→ ASSIGNED TASK 1:
In the community health text, what earlier program does the training of Accredited Social Health Activists enhance?
→ ASSIGNED TASK 2:
Please pick up the community health text after its final line and carry it forward.

→ STUDY TEXT:
#####

Project Description

Community Health

PRASAD Chikitsa’s Community Health Programs are effective because they are comprehensive and far-reaching. Our community medical programs meet people’s immediate health needs such as illnesses and injuries, while the preventive initiatives are achieving long-term, sustainable improvements in the welfare of individuals and communities.

PRASAD Chikitsa’s approach to Community Health Care is holistic; we respond to people’s physical and mental health concerns and to the social and environmental conditions that contribute to those concerns.

PRASAD’s Family Health Center is home to many of those initiatives, including the Reproductive and Child Health Program, Accredited Social Health Activist Training Program and the School Health and Nutrition programs.

Reproductive and Child Health

The Reproductive and Child Health Program educates pregnant women about the importance of regular prenatal care to monitor and manage any complications as well as to teach mothers about childcare, nutrition, hygiene and other topics to help ensure healthy pregnancies and safe deliveries. 

Activities of the Reproductive and Child Health Center include:

  • Training staff in prenatal, natal, neonatal and postnatal care
  • Training Accredited Social Health Activists (an enhancement of the former Dai or Midwife Program)

#####

→ RECORD EXCERPTS:
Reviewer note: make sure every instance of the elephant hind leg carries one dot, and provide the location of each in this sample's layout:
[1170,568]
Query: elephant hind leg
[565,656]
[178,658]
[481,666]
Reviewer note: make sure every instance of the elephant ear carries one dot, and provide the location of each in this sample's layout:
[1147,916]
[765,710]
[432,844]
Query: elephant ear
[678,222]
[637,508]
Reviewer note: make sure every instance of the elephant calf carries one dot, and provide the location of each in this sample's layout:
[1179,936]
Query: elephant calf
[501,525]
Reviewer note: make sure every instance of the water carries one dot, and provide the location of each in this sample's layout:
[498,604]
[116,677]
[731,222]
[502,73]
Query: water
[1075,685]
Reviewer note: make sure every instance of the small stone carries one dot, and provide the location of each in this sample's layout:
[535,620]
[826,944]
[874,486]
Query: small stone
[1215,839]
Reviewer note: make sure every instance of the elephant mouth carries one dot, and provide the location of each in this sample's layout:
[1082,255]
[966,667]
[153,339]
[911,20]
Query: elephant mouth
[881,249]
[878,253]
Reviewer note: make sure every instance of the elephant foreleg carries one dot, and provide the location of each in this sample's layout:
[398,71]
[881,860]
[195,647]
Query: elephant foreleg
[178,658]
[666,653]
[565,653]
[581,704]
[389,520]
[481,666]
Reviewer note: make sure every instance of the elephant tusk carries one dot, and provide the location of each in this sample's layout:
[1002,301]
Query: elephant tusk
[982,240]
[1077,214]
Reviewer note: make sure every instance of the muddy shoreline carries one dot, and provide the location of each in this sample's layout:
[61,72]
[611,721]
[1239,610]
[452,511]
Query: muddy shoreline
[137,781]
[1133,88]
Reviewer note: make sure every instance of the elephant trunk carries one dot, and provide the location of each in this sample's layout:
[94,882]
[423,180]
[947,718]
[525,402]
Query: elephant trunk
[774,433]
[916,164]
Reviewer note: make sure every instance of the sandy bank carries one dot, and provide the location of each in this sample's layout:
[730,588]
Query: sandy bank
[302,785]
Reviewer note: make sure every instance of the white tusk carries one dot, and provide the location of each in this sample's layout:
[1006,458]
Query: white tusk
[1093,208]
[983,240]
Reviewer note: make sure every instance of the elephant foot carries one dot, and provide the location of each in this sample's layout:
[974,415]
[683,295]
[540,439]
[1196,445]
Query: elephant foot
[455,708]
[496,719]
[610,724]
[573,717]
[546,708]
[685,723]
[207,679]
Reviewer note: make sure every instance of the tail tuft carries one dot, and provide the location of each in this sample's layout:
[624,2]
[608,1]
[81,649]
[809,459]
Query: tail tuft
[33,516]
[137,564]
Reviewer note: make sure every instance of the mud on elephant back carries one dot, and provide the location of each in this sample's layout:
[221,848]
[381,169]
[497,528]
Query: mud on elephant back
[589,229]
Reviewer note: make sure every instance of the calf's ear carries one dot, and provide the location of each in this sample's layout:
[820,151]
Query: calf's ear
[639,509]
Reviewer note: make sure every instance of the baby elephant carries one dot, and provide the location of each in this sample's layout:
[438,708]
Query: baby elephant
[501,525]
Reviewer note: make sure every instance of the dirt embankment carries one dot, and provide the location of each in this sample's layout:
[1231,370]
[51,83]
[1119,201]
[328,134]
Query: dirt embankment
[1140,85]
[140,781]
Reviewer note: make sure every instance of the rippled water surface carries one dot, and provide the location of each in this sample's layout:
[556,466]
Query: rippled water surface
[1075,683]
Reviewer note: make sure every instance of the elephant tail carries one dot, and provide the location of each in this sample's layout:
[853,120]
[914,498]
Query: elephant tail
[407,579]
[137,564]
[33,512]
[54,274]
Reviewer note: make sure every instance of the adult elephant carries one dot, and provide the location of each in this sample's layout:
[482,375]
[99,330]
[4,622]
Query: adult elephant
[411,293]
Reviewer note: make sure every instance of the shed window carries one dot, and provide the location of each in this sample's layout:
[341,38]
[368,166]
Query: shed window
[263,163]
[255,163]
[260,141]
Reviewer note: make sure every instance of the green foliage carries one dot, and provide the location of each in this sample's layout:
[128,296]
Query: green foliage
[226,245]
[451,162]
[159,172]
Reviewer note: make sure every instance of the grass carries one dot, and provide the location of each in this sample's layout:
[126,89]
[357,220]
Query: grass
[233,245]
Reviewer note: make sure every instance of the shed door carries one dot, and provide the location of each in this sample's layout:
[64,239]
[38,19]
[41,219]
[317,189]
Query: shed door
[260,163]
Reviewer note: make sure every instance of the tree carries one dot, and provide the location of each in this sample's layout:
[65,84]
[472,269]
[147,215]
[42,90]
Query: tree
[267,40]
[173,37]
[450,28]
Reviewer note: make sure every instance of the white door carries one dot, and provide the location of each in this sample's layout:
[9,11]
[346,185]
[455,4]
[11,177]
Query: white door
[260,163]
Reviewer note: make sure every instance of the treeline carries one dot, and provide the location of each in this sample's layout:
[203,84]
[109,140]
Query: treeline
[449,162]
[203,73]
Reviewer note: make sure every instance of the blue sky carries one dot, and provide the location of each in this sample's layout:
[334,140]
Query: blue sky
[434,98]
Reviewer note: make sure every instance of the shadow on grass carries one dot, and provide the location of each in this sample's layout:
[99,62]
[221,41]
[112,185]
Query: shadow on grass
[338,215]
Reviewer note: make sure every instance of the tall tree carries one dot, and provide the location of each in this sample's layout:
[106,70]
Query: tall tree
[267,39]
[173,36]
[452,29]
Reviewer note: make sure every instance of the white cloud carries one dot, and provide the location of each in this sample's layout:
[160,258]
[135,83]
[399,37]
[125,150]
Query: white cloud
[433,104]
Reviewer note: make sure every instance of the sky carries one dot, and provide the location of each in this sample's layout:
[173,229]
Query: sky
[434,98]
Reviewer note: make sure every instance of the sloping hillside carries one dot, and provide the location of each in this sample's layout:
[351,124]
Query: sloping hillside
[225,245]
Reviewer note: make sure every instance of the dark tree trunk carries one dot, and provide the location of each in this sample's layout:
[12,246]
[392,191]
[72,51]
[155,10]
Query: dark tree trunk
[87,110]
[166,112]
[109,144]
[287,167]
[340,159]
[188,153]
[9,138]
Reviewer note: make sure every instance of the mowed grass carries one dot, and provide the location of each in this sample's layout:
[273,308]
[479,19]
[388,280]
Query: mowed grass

#####

→ EXERCISE RESULT 1:
The former Dai or Midwife Program.

→ EXERCISE RESULT 2:
  • Setting up transportation links between remote villages and the nearest medical facilities
  • Maintaining a referral system to nearby obstetrics facilities, primary health centers and hospitals

Among the program’s achievements has been a significant increase in the number of infants whose birth weight exceeds the Indian national average birth weight of 2.7 kg (just under six pounds.)

School Health

Many factors contribute to children not receiving medical care such as poverty, lack of knowledge and unavailable transportation. Without regular care, minor health concerns can be missed and potentially escalate into more serious problems. PRASAD Chikitsa offers health camps at schools in the villages to assess the children’s health with a physical examination, a dental checkup, vision screening and distribution of medicine and vitamins.  PRASAD Chikitsa believes that healthy children grow up to be healthy adults, and so PRASAD emphasizes health education and prevention just as much as treatment.

Food Security

Food Security
Food Security is having reliable access to a sufficient quantity of affordable, nutritious food. Achieving it required a multi-faceted, sustainable approach. We work across our Agriculture, Women’s Empowerment and Health Care programs to help families overcome poverty and become self-reliant and self-sustaining.

The Situation in India
The hunger and poverty rates in India are high, especially in rural areas where a majority of the population lives, a third of them in poverty. To give you an idea, 24% of the world’s hungry live in India: 195.9 million, or 14.5%, are malnourished, including nearly 45% of children under age 5. In the Tansa Valley, malnutrition and poverty rates are higher.
The negative health and economic impact of malnutrition can affect communities for generations. Lack of proper nutrition impedes children’s physical and intellectual growth; makes them more susceptible to disease and more likely to remain health-challenged in adulthood; and adversely affects their life-long earning power.
Here’s our Approach

  • We start at the beginning with our Reproductive and Child  Health Program, educating women on the importance of nutrition in prenatal care and childcare to ensure healthy pregnancies, births and beyond.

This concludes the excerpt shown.